Stored items:
☆ ☆ ☆

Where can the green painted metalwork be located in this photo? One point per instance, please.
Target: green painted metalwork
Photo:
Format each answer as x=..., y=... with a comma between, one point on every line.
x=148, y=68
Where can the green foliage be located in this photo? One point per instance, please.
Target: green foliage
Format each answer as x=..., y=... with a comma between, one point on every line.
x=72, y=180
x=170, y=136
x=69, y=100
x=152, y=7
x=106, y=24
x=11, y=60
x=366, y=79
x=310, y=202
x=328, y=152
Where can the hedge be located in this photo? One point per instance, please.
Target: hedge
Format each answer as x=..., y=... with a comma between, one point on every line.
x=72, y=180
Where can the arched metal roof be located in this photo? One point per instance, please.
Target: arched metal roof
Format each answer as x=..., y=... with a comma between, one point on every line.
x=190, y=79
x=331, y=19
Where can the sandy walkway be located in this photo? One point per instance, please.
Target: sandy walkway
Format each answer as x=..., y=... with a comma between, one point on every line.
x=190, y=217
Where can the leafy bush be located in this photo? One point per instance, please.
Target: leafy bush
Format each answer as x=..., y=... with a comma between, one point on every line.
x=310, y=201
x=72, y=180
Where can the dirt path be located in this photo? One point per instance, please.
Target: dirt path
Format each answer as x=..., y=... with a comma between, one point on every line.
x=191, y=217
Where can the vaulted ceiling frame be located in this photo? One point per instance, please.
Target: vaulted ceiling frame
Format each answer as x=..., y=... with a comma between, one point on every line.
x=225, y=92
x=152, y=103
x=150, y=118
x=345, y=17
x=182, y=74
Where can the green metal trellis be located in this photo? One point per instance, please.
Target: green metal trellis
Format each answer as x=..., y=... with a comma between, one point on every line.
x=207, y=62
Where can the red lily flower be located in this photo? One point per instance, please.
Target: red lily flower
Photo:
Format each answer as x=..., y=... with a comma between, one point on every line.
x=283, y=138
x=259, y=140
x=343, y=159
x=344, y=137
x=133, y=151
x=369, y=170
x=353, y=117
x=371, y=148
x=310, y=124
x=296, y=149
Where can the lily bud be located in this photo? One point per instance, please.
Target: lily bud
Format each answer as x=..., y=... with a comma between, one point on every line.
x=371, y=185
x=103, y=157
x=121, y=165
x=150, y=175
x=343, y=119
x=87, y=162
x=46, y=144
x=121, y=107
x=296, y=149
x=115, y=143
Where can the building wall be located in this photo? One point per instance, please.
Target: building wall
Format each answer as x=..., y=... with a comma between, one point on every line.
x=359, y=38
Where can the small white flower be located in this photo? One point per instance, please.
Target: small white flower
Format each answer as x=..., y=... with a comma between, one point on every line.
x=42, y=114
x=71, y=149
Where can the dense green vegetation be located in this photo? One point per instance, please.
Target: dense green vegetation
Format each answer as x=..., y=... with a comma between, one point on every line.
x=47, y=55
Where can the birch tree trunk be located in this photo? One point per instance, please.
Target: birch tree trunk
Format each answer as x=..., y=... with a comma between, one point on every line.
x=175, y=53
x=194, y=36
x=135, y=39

☆ ☆ ☆

Restate each of the entries above verbatim.

Your solution:
Where can the green painted metalwork be located in this photo? One point per instance, please.
Target: green painted metalwork
Photo:
Format each answer as x=..., y=... with a comma between, one point on every line.
x=148, y=68
Where can the green foliage be located in this photo? One point per instance, please.
Target: green foliage
Format each answer as x=..., y=... with a comma between, one point on every line.
x=72, y=180
x=170, y=136
x=69, y=100
x=152, y=7
x=106, y=24
x=11, y=60
x=366, y=79
x=310, y=202
x=328, y=152
Where can the hedge be located in this photo? One point per instance, please.
Target: hedge
Format each answer as x=..., y=... with a comma between, one point on every line.
x=72, y=180
Where can the arched metal roof be located in this photo? One point per instance, please.
Target: arched metal roof
Format each answer as x=..., y=... with a comma between, one point on every line.
x=190, y=79
x=331, y=19
Where can the sandy walkway be located in this photo? One point per instance, please.
Target: sandy walkway
Format each answer as x=..., y=... with a comma between, one point on every line.
x=190, y=217
Where can the leafy bush be located in this photo? One point per instance, please.
Target: leafy bush
Format each answer as x=..., y=... with a comma between, one point on every line.
x=310, y=201
x=72, y=180
Where can the dirt path be located in this photo? One point per instance, please.
Target: dirt path
Format each answer as x=..., y=... with a comma between, one point on every line.
x=191, y=217
Where can the vaulted ceiling frame be located in this photo? One point per instance, please.
Target: vaulted ceiling frame
Format each answer as x=..., y=... with a comma between, one point on every line.
x=225, y=92
x=152, y=103
x=150, y=118
x=345, y=17
x=182, y=74
Where can the green metal trellis be located in this photo? One point per instance, please.
Target: green metal trellis
Format each answer as x=..., y=... with a comma between, one point on every line.
x=207, y=62
Where can the red lily flower be located in this photo? One point per instance, please.
Target: red lily flower
Photo:
Format each answer as x=..., y=... with a comma between, one point on every line.
x=283, y=138
x=259, y=140
x=343, y=159
x=344, y=137
x=133, y=151
x=369, y=170
x=353, y=117
x=371, y=148
x=310, y=124
x=296, y=149
Where can the lily bud be located in this photo? One point per instance, please.
Target: lily bud
Format each answer as x=..., y=... with a comma between, one point on every line.
x=371, y=185
x=103, y=157
x=121, y=165
x=150, y=175
x=343, y=119
x=87, y=162
x=46, y=144
x=121, y=107
x=296, y=149
x=115, y=143
Where can the building wall be located in this photo? One point per instance, please.
Target: building wall
Format each answer as x=..., y=... with a comma between, one point on every line.
x=359, y=38
Where can the small white flower be located in this photo? One point per instance, please.
Target: small white flower
Format each answer as x=..., y=... with a comma between, one point on every line.
x=42, y=114
x=71, y=149
Where can the dense green vegetation be located in this photo? One point per instance, please.
Target: dense green vegetation
Format each answer as x=..., y=... with a comma between, one point on every line.
x=47, y=55
Where can the birch tree trunk be located in this photo? One point per instance, please.
Target: birch tree trunk
Format each answer as x=..., y=... with a comma between, one point on every line.
x=175, y=53
x=194, y=36
x=135, y=39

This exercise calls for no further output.